_GIVEN TEXT_.
[Start of section]

With all the changes of the way people using the internet for commerce, such as they are discussed by Steve Rubel here - what happens to the sciences and the way we communicate it?
Initial, scientists such as Newton and Leibniz exchanged letters directly; later, periodic journals published those letters. These publications turned out to be a profitable business and finally the publications and their citations have become the prime the source for the evaluation of scientists.
Recently, initiatives such as the Public Library of Science, backed by established scientists and funding changed the way we think how these publications should be payed for.
What's missing to me is the exchange of ideas and communication using the internet. Of course, there are chat rooms, most scientific programs from academia are released under one open source licence or the other and available quickly (not that they are usually maintained but that's a different story).

However, the way science is performed has not changed much: Work is usually not communicated to the outside, unless publishable in a journal with appropiate impact factor. Yes, there is email communication but that's only within a closed circle.
Good ideas and important results are not placed on a scientists website but get under a blanket until the PR and the law department of the research departement agreed to - and publishing on ones web site usually prohibits publication.

[End of section]

Please carry on the post about how scientists share their work, picking up right after its final sentence.

_DATA EXCERPTS_.
[Start of section]

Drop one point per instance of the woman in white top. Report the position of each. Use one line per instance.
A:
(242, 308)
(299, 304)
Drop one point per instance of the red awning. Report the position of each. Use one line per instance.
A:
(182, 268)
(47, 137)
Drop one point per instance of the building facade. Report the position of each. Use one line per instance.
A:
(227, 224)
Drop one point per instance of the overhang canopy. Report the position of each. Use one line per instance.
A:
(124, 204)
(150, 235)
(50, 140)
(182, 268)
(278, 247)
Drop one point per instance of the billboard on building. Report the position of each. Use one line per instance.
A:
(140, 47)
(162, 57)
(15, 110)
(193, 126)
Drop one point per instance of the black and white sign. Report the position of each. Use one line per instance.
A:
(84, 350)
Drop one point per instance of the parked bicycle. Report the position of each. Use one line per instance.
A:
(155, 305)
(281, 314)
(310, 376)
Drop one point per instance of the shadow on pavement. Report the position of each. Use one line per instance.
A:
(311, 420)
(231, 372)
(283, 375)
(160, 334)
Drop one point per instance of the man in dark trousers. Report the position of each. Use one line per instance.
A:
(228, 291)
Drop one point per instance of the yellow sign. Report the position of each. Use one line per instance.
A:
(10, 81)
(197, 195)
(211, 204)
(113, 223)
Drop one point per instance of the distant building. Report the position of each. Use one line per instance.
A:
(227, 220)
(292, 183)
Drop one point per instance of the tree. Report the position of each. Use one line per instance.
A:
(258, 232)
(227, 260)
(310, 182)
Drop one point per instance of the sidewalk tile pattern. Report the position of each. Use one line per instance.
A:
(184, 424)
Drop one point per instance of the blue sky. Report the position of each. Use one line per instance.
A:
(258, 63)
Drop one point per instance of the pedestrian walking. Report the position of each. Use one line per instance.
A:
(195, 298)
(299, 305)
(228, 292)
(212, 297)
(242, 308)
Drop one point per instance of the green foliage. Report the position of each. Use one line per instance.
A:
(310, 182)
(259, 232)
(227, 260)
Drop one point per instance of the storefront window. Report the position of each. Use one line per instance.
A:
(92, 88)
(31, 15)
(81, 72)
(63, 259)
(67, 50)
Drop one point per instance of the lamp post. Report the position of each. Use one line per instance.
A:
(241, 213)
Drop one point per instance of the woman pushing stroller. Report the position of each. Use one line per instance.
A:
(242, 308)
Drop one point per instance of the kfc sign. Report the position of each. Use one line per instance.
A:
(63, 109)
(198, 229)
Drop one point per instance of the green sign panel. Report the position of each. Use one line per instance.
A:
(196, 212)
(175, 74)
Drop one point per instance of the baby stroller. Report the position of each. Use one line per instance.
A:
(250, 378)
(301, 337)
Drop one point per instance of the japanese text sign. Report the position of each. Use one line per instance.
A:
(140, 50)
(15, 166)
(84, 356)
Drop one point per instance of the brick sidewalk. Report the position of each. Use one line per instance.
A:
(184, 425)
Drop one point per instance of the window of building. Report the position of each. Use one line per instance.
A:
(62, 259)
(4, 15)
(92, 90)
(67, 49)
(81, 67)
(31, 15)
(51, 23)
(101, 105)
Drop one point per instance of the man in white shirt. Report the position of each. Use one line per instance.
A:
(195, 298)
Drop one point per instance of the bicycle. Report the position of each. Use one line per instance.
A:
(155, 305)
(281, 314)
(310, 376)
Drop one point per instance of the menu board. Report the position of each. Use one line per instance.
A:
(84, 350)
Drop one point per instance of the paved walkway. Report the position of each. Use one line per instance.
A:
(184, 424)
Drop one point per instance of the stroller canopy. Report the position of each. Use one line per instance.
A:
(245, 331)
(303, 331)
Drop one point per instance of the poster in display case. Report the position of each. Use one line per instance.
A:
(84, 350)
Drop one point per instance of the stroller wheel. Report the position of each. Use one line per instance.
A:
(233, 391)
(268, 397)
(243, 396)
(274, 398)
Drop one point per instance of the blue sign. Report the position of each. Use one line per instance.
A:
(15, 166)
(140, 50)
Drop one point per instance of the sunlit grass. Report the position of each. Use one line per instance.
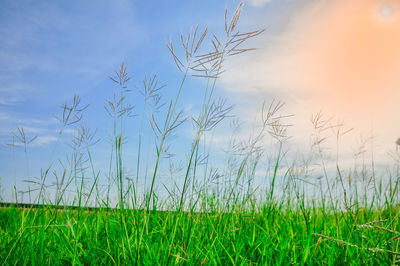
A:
(198, 223)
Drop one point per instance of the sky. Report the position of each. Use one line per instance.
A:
(338, 56)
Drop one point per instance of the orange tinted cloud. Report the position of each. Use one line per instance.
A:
(351, 54)
(340, 55)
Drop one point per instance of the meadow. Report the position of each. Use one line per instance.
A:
(213, 214)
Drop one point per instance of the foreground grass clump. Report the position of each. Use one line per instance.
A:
(272, 235)
(253, 207)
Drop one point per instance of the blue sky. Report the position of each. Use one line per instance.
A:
(51, 50)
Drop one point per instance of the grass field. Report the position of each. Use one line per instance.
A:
(353, 220)
(275, 234)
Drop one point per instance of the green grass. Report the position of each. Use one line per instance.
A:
(238, 222)
(274, 234)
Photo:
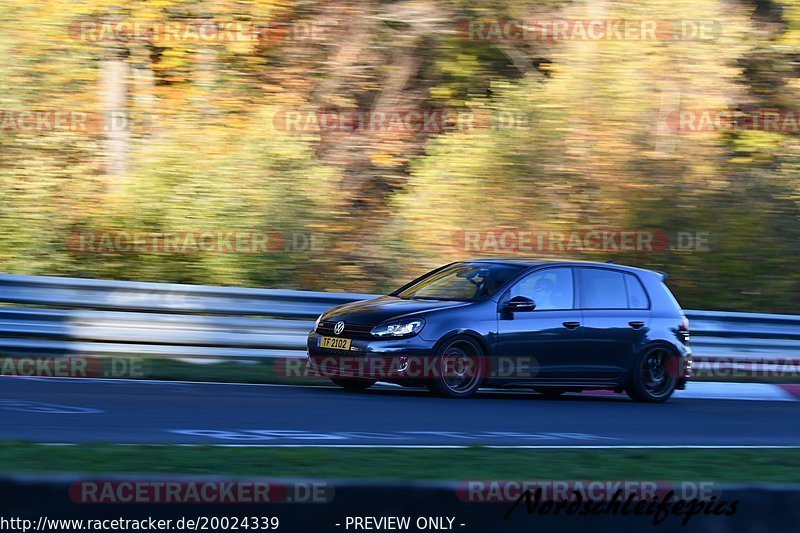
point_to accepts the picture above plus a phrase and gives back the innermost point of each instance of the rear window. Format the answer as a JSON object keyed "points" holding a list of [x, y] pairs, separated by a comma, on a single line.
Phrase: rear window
{"points": [[602, 289], [637, 297]]}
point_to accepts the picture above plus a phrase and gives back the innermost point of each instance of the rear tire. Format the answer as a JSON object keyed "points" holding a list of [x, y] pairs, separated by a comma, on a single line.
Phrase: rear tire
{"points": [[460, 367], [655, 376], [353, 384]]}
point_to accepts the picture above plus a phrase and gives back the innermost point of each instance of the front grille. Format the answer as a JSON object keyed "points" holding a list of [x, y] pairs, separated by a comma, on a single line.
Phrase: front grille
{"points": [[351, 331]]}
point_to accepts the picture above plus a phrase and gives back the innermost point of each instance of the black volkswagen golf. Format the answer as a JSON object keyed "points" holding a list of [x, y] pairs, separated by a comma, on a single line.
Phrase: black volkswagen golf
{"points": [[553, 327]]}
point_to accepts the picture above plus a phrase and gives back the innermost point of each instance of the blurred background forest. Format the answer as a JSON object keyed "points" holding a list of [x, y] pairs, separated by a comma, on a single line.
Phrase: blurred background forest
{"points": [[574, 134]]}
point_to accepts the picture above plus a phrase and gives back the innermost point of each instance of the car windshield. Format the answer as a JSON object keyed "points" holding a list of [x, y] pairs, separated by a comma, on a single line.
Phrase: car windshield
{"points": [[461, 282]]}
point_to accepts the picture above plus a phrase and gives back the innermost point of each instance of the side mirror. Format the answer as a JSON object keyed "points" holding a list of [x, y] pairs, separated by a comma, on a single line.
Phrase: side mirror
{"points": [[520, 304]]}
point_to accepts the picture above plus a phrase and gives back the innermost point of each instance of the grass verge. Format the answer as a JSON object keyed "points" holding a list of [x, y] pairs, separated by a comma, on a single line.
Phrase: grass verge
{"points": [[772, 465]]}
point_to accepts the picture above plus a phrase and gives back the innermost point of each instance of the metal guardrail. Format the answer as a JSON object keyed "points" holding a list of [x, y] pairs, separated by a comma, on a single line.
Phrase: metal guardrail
{"points": [[105, 318]]}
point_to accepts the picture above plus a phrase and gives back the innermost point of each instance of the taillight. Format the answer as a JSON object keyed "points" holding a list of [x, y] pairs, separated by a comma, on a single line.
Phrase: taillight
{"points": [[683, 329]]}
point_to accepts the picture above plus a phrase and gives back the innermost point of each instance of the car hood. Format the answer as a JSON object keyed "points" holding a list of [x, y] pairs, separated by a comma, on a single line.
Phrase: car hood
{"points": [[378, 310]]}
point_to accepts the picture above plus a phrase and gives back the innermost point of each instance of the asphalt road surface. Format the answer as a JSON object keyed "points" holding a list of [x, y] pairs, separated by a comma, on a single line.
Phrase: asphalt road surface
{"points": [[59, 410]]}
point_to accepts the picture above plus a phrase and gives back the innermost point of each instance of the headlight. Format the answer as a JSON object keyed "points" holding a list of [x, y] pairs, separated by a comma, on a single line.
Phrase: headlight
{"points": [[399, 328]]}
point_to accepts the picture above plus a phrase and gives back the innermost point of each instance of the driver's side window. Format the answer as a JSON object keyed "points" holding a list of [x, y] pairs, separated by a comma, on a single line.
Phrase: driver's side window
{"points": [[550, 289]]}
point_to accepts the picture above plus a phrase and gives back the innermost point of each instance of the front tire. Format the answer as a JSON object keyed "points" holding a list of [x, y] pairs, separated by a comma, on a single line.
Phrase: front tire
{"points": [[655, 376], [460, 367], [353, 384]]}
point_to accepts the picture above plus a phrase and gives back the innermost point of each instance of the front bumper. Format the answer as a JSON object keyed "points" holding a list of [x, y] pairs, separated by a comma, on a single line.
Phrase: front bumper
{"points": [[382, 359]]}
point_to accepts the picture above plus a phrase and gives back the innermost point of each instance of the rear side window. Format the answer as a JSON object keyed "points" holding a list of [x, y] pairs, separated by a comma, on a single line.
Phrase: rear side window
{"points": [[637, 298], [602, 289], [549, 289]]}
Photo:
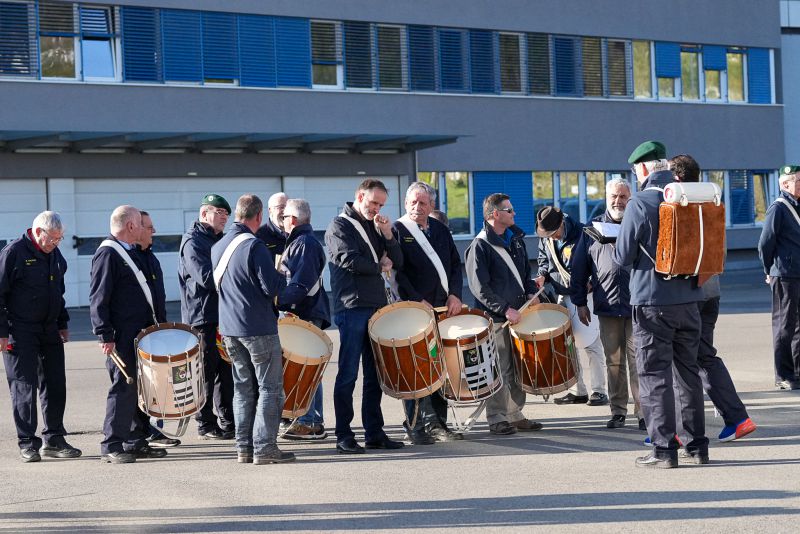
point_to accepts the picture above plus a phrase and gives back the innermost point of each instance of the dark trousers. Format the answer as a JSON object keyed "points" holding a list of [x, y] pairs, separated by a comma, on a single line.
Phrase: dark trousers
{"points": [[786, 327], [354, 348], [37, 362], [218, 384], [667, 336], [125, 427]]}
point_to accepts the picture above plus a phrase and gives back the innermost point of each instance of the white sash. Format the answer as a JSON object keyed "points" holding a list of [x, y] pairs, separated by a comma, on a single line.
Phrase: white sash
{"points": [[506, 258], [427, 248], [110, 243], [222, 266]]}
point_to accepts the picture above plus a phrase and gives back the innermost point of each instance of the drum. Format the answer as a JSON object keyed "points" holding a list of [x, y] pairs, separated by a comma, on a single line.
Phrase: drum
{"points": [[170, 371], [545, 357], [470, 355], [407, 350], [306, 352]]}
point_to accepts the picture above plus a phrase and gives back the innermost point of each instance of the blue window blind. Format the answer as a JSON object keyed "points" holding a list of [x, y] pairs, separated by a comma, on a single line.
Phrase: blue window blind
{"points": [[293, 52], [452, 60], [714, 57], [567, 66], [759, 85], [141, 44], [482, 61], [220, 53], [358, 55], [421, 59], [257, 51], [183, 52], [517, 185], [668, 60], [17, 40]]}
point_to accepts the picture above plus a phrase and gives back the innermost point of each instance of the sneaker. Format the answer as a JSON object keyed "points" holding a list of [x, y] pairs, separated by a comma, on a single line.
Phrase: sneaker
{"points": [[733, 432]]}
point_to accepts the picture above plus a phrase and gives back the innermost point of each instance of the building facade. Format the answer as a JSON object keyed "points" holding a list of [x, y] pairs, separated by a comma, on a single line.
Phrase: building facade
{"points": [[155, 103]]}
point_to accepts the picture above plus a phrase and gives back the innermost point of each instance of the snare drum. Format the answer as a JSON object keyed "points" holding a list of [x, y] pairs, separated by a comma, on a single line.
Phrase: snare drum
{"points": [[407, 350], [306, 352], [170, 371], [470, 355], [544, 350]]}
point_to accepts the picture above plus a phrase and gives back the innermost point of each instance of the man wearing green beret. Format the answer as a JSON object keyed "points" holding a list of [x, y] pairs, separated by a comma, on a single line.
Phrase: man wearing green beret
{"points": [[666, 321], [779, 243]]}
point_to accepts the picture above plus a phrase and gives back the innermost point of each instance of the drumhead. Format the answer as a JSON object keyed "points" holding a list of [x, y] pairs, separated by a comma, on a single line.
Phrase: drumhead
{"points": [[462, 325]]}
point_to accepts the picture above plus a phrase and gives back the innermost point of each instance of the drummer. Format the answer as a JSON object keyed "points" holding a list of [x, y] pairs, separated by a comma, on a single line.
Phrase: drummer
{"points": [[501, 292], [431, 274]]}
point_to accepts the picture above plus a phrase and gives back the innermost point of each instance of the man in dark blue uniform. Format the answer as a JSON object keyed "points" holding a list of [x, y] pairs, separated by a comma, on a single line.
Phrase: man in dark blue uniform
{"points": [[778, 245], [199, 308], [665, 321], [119, 309], [33, 330], [420, 280]]}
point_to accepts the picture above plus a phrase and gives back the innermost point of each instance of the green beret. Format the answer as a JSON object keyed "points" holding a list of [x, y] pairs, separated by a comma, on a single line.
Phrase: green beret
{"points": [[217, 201], [648, 151]]}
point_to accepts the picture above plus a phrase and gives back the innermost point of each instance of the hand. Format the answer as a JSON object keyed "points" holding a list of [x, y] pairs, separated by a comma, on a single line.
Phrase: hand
{"points": [[584, 315]]}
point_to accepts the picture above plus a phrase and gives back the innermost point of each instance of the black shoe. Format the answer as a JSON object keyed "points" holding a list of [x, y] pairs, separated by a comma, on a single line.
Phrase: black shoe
{"points": [[119, 458], [653, 461], [569, 398], [30, 455], [616, 421], [384, 443], [349, 446]]}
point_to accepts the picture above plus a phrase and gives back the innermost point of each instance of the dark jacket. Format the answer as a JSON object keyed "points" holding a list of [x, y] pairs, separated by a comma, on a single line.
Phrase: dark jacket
{"points": [[573, 230], [302, 264], [116, 300], [356, 280], [640, 227], [248, 287], [492, 283], [199, 301], [274, 237], [418, 279], [592, 260], [779, 243], [31, 288]]}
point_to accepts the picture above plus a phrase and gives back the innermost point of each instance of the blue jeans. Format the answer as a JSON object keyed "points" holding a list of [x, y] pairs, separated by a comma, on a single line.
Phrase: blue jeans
{"points": [[355, 347], [257, 391]]}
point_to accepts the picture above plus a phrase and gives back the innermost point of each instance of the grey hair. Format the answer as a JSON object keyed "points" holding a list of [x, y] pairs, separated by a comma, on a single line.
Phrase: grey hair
{"points": [[299, 208], [423, 188]]}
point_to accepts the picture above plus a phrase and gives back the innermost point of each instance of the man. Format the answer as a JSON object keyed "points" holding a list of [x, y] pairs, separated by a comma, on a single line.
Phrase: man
{"points": [[248, 283], [33, 330], [779, 243], [199, 308], [361, 247], [501, 292], [717, 380], [431, 274], [302, 264], [119, 309], [272, 232], [593, 263], [558, 236], [665, 321]]}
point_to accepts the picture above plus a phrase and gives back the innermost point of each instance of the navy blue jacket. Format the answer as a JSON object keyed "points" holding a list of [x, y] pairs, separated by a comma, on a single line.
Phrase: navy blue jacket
{"points": [[780, 240], [31, 288], [116, 300], [418, 279], [356, 279], [199, 301], [573, 230], [594, 260], [640, 226], [302, 264], [248, 287]]}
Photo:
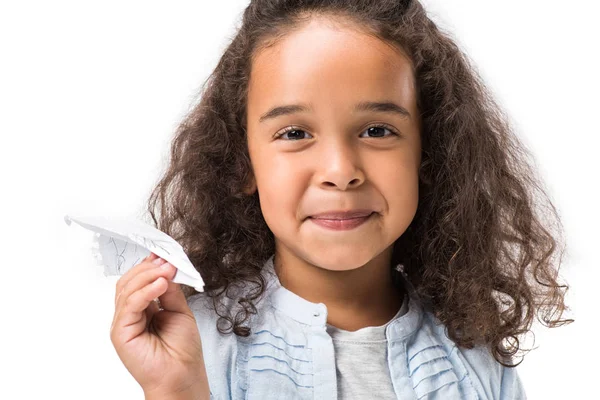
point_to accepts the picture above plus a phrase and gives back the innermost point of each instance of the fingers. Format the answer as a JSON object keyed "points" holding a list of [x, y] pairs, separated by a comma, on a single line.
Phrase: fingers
{"points": [[131, 316], [174, 300], [145, 276], [145, 264]]}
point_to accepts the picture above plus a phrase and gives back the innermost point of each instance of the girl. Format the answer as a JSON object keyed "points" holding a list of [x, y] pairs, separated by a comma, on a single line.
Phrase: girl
{"points": [[361, 213]]}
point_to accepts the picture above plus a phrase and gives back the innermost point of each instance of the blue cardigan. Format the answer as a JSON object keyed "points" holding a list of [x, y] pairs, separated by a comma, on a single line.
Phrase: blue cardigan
{"points": [[290, 355]]}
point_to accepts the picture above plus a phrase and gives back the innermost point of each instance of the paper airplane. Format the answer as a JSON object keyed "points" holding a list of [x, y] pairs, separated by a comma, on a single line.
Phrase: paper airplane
{"points": [[120, 244]]}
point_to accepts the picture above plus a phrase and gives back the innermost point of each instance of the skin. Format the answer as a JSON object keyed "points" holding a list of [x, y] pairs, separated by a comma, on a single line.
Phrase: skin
{"points": [[332, 161]]}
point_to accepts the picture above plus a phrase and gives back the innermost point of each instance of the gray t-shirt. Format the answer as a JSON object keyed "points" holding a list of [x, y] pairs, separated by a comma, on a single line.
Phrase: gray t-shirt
{"points": [[361, 361]]}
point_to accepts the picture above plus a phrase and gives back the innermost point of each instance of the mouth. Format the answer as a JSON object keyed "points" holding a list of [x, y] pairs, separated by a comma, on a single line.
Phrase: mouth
{"points": [[343, 215], [341, 224]]}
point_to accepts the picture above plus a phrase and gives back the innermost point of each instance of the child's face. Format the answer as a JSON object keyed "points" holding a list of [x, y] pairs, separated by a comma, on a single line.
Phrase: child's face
{"points": [[331, 160]]}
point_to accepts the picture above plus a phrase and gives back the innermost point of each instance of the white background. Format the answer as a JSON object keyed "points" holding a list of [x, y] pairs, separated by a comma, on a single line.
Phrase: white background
{"points": [[91, 92]]}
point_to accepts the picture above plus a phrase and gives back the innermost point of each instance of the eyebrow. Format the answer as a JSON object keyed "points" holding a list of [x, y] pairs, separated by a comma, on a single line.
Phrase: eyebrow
{"points": [[373, 106]]}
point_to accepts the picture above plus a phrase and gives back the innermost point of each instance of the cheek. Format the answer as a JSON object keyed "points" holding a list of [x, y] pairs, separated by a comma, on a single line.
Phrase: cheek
{"points": [[281, 183], [399, 185]]}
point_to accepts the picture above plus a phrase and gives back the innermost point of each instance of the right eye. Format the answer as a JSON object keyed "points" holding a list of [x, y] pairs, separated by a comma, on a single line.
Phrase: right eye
{"points": [[296, 132]]}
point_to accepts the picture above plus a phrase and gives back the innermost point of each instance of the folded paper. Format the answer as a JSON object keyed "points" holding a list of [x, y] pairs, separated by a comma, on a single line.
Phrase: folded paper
{"points": [[119, 244]]}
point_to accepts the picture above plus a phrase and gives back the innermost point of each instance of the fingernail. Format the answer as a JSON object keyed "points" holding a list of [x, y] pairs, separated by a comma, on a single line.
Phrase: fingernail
{"points": [[158, 261]]}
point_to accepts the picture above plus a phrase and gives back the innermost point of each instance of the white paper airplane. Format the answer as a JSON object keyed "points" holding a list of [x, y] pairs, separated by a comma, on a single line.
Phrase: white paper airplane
{"points": [[120, 244]]}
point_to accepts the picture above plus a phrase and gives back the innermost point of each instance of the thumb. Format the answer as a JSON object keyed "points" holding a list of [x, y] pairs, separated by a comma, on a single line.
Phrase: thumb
{"points": [[174, 299]]}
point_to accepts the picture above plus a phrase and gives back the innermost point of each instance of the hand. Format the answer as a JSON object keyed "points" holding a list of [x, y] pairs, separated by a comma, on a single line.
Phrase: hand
{"points": [[160, 348]]}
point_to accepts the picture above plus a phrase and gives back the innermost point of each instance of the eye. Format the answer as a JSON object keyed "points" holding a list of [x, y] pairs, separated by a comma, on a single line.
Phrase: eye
{"points": [[290, 130], [373, 129]]}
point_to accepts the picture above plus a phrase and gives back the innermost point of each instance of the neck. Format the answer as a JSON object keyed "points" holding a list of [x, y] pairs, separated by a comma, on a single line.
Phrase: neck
{"points": [[357, 298]]}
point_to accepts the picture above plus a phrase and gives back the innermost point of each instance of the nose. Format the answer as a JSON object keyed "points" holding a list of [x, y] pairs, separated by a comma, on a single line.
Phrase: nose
{"points": [[340, 166]]}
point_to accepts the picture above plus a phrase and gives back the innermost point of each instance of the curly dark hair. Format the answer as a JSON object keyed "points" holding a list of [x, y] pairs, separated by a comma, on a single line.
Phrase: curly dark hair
{"points": [[478, 251]]}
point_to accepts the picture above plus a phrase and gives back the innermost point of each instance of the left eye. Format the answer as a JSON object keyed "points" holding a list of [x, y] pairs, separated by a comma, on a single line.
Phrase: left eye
{"points": [[380, 128], [375, 129]]}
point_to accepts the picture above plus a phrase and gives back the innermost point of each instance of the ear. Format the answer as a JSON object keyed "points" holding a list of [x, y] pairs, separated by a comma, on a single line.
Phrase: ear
{"points": [[251, 187]]}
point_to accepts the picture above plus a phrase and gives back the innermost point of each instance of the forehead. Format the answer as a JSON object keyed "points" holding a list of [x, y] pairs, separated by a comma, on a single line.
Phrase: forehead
{"points": [[334, 65]]}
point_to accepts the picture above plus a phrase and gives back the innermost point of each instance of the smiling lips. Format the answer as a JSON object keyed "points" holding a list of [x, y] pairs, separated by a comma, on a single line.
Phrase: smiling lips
{"points": [[339, 215], [342, 220]]}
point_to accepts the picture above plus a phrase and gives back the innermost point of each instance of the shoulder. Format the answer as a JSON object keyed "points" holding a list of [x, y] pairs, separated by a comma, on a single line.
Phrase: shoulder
{"points": [[489, 378], [219, 350]]}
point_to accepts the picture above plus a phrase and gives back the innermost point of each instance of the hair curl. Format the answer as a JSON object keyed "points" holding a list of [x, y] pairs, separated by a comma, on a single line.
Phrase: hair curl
{"points": [[477, 251]]}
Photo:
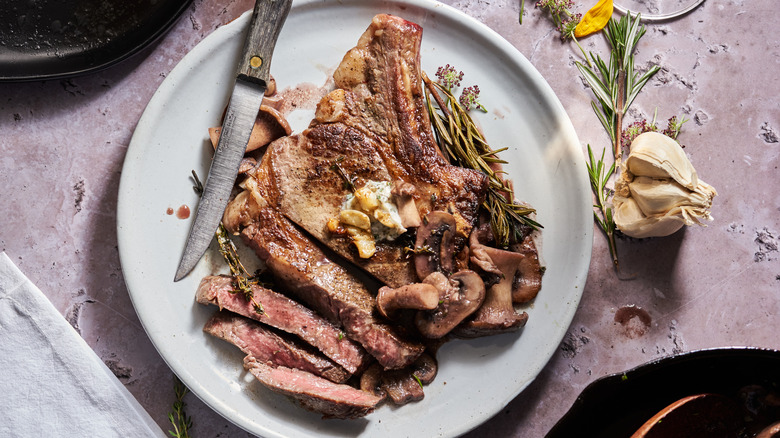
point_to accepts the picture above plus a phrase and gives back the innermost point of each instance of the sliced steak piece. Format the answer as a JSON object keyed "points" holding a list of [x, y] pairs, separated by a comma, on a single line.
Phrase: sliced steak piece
{"points": [[375, 126], [271, 348], [332, 400], [286, 315], [306, 271]]}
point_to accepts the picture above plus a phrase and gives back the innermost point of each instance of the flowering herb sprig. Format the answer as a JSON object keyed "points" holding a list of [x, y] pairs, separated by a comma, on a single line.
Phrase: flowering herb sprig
{"points": [[563, 17], [449, 77], [469, 98], [633, 130], [463, 144]]}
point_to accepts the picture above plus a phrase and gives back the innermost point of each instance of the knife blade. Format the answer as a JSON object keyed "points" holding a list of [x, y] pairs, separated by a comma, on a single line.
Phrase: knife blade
{"points": [[252, 77]]}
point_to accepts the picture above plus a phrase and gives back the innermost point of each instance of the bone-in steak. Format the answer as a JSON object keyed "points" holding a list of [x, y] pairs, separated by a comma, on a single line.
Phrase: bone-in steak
{"points": [[375, 126], [306, 271]]}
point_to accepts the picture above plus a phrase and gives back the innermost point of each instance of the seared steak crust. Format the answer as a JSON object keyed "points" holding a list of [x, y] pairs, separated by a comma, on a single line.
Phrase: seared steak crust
{"points": [[375, 126], [271, 348], [307, 272]]}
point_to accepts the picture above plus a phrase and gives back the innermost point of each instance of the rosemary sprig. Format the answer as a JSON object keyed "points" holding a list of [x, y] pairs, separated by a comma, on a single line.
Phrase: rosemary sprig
{"points": [[464, 145], [182, 424], [242, 281], [598, 182], [615, 86]]}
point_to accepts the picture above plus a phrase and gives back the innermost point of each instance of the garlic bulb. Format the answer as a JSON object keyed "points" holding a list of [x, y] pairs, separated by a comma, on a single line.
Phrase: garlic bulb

[End of section]

_RESULT OF THE TASK_.
In mathematics and physics, preprint server have taken a role that might be closer to what I think how scientific communication would occur if we would not have the publishing legacy and would communicate more freely. Biological sciences on the other side have not ever come close to such an open way of publishing.

The internet has changed scientific discovery completely - but the way we communicate the results feels ancient. Even the little things, such as the one-dimensional author list, which does not recognize inidividual contributions in any way, appears to be carved in stone. As science is funded top down and there is little possibility to be successful with a handful of smart ideas and fund your own research, will there be change? Or is the change already there and I am just a little annoyed about some decorating relict?